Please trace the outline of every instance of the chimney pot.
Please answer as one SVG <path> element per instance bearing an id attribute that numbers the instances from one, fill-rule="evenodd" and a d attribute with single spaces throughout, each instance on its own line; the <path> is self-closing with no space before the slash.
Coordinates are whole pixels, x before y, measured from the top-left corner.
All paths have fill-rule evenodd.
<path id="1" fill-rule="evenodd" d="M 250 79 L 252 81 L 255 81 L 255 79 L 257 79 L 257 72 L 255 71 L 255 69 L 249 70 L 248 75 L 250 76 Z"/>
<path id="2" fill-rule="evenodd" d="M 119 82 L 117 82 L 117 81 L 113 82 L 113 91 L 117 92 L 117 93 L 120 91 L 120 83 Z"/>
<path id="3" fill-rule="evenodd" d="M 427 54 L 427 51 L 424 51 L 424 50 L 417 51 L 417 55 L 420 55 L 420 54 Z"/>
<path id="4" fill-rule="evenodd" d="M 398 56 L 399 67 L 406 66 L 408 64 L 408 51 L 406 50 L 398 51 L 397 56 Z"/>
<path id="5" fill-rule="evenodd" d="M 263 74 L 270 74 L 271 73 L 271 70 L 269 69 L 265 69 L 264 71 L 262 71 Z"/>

**********

Across the whole listing above, find every line with the string "before" and copy it.

*Answer below*
Please answer as one SVG <path> element per instance bearing an id attribute that numbers the instances from one, fill-rule="evenodd" and a d attribute with single spaces throughout, each instance on its own line; the <path> is self-closing with no space before the slash.
Coordinates are whole pixels, x before y, measured from the top-left corner.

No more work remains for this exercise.